■ Your assignment ■
Begin your transcription at the line containing "x=468, y=269" and continue it, word for word, to the final line below. Include only those lines and skip the pictures.

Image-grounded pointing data
Segment Open

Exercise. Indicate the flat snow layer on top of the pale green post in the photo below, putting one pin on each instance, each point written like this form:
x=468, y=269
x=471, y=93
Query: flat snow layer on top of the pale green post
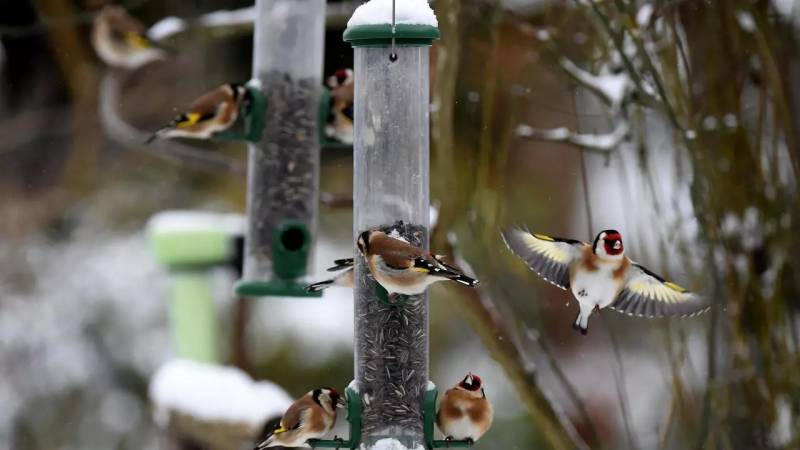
x=182, y=221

Segment Closed

■ Response ■
x=468, y=269
x=471, y=93
Query: flat snow layer on top of the pale green post
x=182, y=221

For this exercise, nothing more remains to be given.